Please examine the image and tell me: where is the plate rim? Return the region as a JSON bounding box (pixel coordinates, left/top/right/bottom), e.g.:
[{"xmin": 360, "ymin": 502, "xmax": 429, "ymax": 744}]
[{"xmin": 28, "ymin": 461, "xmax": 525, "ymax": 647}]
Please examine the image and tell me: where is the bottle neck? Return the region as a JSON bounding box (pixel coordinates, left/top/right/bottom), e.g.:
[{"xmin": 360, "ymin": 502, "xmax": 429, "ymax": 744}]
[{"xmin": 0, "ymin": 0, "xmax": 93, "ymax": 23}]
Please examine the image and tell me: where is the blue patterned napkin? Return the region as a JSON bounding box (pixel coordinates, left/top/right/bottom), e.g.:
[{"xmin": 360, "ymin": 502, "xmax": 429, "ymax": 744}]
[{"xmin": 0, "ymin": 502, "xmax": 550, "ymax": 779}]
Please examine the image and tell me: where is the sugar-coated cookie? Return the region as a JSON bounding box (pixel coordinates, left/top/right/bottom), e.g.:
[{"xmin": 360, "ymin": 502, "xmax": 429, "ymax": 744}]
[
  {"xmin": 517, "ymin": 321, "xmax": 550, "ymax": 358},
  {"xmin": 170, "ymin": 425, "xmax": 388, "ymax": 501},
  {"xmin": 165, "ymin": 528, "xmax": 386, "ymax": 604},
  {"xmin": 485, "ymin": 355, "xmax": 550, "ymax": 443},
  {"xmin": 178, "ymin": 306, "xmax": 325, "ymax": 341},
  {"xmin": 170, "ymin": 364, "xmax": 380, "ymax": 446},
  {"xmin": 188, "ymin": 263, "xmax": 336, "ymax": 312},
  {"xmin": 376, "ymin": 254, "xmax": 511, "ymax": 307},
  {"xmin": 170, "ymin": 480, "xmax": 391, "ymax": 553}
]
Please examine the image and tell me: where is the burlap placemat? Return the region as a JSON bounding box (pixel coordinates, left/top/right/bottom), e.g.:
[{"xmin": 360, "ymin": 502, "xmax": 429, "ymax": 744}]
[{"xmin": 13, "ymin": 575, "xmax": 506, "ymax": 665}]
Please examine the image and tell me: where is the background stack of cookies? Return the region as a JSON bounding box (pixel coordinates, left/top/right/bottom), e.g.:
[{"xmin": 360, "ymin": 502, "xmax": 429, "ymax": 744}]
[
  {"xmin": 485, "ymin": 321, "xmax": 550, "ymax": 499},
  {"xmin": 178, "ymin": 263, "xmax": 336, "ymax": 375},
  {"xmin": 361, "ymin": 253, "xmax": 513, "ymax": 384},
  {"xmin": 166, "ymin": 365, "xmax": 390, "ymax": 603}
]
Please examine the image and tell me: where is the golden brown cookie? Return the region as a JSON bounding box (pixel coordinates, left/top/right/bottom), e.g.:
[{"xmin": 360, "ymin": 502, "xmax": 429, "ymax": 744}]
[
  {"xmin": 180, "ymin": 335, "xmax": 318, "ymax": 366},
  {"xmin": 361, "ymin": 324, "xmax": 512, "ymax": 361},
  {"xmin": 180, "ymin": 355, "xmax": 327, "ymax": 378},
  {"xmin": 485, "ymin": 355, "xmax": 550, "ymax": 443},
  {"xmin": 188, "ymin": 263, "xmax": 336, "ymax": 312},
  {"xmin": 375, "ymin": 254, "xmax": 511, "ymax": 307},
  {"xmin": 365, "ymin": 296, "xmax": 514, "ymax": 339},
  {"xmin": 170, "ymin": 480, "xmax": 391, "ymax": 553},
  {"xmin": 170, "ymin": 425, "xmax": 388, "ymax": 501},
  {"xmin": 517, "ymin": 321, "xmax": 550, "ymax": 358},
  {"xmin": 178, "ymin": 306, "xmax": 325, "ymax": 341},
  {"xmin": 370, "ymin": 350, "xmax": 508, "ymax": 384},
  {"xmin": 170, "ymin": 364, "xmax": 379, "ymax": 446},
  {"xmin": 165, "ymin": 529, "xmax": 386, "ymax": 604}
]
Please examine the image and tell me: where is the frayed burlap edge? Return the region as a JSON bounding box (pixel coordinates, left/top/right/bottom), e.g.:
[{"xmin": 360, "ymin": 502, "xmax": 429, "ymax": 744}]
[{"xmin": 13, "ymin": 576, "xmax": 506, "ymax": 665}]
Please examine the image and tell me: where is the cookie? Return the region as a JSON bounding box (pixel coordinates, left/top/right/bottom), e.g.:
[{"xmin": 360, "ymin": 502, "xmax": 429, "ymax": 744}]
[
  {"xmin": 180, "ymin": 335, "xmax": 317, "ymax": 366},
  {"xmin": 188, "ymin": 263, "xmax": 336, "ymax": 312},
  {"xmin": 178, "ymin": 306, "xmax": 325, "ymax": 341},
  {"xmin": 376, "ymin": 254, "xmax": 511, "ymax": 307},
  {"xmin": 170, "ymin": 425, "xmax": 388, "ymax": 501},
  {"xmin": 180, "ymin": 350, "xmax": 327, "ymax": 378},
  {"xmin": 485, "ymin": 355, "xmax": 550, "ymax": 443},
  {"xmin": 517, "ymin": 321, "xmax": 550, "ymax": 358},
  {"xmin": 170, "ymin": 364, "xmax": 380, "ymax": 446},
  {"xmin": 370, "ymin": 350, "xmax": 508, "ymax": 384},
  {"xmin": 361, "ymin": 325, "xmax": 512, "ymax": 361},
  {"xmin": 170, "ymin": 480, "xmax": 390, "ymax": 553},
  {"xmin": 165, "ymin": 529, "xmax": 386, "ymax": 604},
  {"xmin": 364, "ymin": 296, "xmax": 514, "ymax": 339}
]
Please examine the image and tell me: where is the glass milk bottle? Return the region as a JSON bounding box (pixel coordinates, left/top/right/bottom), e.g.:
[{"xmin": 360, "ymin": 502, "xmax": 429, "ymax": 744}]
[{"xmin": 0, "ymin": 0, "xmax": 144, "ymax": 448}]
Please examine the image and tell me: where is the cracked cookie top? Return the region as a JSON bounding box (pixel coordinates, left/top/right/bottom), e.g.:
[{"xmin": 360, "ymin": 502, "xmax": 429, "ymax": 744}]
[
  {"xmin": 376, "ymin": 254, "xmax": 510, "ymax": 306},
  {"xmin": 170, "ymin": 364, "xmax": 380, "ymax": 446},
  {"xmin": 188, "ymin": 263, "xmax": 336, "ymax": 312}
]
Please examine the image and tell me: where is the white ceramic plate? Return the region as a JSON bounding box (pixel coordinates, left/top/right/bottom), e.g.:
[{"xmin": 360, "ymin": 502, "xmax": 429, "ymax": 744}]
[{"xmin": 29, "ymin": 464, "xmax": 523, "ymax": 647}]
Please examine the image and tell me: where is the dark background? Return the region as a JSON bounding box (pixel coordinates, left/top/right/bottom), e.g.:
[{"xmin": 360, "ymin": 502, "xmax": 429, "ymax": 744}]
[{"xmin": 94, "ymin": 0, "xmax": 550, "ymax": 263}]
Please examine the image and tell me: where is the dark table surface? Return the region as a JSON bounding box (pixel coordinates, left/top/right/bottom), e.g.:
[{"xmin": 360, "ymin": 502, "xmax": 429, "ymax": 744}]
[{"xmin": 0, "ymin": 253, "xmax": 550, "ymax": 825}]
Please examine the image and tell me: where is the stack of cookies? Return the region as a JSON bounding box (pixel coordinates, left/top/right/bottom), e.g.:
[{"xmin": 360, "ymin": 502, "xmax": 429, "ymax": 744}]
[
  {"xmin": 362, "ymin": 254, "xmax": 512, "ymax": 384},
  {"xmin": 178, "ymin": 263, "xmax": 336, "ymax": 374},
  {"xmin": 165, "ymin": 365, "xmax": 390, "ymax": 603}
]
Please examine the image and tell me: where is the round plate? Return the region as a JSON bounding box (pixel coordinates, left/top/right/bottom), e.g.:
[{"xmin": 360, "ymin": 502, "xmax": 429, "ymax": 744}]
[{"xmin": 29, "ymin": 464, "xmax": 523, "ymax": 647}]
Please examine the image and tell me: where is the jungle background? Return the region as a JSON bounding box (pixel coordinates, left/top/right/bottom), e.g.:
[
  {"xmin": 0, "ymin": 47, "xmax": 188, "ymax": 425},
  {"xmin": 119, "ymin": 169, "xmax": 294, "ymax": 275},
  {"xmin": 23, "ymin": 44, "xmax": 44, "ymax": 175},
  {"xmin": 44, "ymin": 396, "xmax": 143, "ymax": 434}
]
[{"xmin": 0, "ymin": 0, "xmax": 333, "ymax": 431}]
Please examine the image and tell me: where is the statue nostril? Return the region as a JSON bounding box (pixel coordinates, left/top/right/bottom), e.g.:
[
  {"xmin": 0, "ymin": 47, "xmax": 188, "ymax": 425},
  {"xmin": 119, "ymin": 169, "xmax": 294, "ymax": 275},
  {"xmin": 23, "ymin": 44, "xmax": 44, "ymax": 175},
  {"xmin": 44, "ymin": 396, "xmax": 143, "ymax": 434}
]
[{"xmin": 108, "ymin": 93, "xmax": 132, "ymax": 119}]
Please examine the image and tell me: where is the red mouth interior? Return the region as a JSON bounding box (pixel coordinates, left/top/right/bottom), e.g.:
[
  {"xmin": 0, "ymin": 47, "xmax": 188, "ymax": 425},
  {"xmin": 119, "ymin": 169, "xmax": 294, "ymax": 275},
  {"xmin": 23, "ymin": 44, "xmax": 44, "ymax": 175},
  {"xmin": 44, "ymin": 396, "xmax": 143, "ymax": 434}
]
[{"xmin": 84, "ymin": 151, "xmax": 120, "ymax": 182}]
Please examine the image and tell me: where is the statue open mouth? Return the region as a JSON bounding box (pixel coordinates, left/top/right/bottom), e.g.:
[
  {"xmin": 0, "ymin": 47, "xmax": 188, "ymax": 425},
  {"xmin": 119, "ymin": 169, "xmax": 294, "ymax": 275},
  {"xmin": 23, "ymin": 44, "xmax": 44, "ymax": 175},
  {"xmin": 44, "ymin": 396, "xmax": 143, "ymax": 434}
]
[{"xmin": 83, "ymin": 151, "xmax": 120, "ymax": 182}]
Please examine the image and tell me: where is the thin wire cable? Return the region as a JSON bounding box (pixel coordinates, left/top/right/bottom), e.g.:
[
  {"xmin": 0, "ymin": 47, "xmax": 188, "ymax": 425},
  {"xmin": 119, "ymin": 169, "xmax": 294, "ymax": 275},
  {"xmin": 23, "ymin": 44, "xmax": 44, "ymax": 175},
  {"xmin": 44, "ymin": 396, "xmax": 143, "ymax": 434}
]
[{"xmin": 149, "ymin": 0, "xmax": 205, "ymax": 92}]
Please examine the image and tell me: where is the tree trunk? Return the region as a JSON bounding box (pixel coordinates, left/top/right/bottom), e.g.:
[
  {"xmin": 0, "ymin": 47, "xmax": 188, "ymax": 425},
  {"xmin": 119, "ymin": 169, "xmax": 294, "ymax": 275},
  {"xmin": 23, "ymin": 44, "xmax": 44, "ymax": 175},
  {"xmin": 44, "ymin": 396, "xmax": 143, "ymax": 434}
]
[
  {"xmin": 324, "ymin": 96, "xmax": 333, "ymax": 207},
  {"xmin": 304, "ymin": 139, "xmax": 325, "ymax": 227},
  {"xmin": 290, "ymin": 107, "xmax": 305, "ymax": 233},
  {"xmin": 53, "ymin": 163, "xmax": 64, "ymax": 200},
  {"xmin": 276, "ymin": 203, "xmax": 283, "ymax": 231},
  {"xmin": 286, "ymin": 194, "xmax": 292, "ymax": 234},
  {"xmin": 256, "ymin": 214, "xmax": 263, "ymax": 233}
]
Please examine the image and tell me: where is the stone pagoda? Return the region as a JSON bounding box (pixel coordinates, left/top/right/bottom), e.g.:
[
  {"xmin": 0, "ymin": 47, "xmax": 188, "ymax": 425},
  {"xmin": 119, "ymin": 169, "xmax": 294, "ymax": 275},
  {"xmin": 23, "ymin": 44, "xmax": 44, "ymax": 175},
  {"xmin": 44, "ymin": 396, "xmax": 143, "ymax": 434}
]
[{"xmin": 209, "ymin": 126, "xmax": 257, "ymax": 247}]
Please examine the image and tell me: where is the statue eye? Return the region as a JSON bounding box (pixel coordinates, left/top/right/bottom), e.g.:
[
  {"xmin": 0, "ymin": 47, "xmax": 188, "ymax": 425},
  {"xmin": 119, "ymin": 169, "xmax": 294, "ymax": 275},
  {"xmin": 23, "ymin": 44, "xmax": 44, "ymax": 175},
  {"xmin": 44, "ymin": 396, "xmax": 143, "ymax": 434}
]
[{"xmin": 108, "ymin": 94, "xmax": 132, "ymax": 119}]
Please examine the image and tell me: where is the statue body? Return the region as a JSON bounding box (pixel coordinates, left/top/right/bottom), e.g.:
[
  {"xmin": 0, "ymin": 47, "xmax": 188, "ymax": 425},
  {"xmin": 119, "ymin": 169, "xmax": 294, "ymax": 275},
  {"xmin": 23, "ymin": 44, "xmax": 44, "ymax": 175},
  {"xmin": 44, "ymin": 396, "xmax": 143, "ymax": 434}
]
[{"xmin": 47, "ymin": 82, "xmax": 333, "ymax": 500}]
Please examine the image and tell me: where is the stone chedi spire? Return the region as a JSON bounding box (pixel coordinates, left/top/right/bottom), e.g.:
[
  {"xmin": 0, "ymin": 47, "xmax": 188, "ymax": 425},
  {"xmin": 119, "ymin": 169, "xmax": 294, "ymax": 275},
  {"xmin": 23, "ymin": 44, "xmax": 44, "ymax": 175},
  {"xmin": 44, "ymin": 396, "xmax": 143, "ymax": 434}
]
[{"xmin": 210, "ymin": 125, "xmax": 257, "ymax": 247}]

**Exercise:** From the listing above, extract every line that contains the string "burlap", treating uppercase and lowercase as distinct. Reproduce those lines unchanged and in their original order.

**The completed task:**
Please examine the image and tell me: where is the burlap placemat? Return the region as a JSON bounding box (pixel coordinates, left/top/right/bottom), e.g.:
Please examine the image and tell me: where is the frayed burlap edge? Return the region as a JSON bounding box (pixel coordinates, left/top/right/bottom), e.g.:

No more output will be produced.